Deploy multiple workspaces in your Databricks account (Public Preview)

June 1, 2020

The new Multi-workspace API (renamed Account API on September 1, 2020) introduces an administrative and management layer (the account layer) on top of Databricks workspaces that gives an account owner a single pane of glass to create, configure, and manage multiple workspaces for your organization. Use the API to create one or more workspaces for each team in your organization that needs to use Databricks, or one workspace for each of your dev, staging, and production environments. Databricks provisions a ready-to-use workspace within minutes. Workspaces are completely isolated from each other. You can choose to deploy a workspace in the same underlying AWS account or in different AWS accounts, depending on your operational plan. The Multi-workspace API (Account API) is available on the accounts.cloud.databricks.com endpoint.

For more information, see Create a workspace using the Account API.

Contact your Databricks account team to request access to this public preview.

Deploy Databricks workspaces in your own VPC (Public Preview)

June 1, 2020

By default, clusters are created in a single AWS VPC (Virtual Private Cloud) that Databricks creates and configures in your AWS account. Now you have the option to create your Databricks workspaces in your own VPC, a feature known as customer-managed VPC, which can allow you to exercise more control over the infrastructure and help you comply with specific cloud security and governance standards your organization may require. You simply provide your VPC ID, security group ID and subnet IDs when you create your workspace using the Multi-workspace API (Account API).

For more information, see Configure a customer-managed VPC.

This feature is available only on E2 version of the Databricks platform, not on the existing enterprise platform.

Secure cluster connectivity with no open ports on your VPCs and no public IP addresses on Databricks workers (Public Preview)

June 1, 2020

With the release of the E2 version of the Databricks platform, Databricks is providing a new network architecture for connectivity between the Databricks control plane (delivered as SaaS) and the compute plane (your own AWS VPC). With this new architecture, you no longer have to open inbound ports on cluster VMs: cluster VMs launched in your customer-managed-VPC now initiate an outbound TLS 1.2 connection to the Databricks control plane. Not only is this architecture compliant with common InfoSec requirements, but it eliminates the need for VPC peering and gives you more flexibility in how you connect your environment to the Databricks control plane.

GIVEN INFORMATION |
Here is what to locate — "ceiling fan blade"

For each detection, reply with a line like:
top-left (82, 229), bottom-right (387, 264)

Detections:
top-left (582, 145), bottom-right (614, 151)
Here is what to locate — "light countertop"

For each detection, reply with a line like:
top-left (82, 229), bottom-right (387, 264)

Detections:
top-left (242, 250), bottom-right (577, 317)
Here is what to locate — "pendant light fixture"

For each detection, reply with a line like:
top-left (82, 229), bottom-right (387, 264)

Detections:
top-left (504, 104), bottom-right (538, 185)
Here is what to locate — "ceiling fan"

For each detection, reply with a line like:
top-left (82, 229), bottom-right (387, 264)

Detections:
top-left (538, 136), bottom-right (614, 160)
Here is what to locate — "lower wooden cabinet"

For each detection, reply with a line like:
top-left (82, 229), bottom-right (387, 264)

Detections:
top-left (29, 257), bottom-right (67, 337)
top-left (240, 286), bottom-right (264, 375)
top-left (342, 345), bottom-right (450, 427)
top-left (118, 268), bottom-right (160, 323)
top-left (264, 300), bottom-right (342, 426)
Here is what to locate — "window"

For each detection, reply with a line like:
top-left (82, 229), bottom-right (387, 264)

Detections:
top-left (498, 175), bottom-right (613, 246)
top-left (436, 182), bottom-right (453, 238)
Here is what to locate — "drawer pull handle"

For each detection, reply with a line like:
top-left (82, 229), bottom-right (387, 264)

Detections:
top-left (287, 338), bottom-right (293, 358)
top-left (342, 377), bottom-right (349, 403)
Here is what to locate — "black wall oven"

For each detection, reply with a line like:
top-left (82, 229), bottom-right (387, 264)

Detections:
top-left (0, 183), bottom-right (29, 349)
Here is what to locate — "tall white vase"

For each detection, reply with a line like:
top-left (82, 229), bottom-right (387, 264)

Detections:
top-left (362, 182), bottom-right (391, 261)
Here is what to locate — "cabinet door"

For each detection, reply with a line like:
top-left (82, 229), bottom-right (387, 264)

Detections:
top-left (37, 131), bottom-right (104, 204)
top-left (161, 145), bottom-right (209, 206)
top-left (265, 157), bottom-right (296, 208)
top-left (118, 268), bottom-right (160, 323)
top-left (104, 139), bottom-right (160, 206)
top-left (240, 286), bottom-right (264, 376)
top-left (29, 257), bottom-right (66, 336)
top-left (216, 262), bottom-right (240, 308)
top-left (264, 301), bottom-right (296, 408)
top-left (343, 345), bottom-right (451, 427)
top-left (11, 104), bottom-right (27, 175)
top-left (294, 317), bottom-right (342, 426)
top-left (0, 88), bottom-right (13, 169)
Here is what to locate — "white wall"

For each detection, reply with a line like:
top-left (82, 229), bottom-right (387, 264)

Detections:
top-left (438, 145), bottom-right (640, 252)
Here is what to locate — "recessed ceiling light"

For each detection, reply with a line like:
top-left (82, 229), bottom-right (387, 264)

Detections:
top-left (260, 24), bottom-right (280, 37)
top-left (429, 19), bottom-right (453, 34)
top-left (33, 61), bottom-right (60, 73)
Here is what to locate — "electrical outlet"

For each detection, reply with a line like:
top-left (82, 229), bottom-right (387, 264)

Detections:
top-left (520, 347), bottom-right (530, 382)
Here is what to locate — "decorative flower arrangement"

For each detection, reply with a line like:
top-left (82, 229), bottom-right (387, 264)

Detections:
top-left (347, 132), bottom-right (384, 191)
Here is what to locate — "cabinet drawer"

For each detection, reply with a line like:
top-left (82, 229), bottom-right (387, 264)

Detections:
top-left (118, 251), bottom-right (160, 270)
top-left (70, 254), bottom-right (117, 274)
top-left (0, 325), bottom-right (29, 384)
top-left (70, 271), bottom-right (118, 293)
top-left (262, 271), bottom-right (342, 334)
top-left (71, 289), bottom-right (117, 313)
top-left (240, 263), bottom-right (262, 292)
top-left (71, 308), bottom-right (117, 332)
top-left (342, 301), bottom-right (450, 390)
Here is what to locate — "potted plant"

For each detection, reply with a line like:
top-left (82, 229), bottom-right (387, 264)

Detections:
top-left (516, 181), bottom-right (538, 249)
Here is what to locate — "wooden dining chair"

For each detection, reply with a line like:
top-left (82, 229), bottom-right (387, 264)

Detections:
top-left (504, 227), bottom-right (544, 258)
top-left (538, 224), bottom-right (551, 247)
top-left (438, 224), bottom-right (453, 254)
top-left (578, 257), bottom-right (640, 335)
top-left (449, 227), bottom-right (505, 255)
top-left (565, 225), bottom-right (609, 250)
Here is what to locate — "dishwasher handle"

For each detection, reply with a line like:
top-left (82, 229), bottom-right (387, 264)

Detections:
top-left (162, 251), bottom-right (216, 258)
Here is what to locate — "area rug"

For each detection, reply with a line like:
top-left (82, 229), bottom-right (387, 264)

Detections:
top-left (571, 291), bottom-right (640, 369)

YOUR ASSIGNMENT |
In the Databricks release notes, what was the Multi-workspace API renamed, and on what date?

RESPONSE TO THIS EXERCISE |
It was renamed the Account API on September 1, 2020.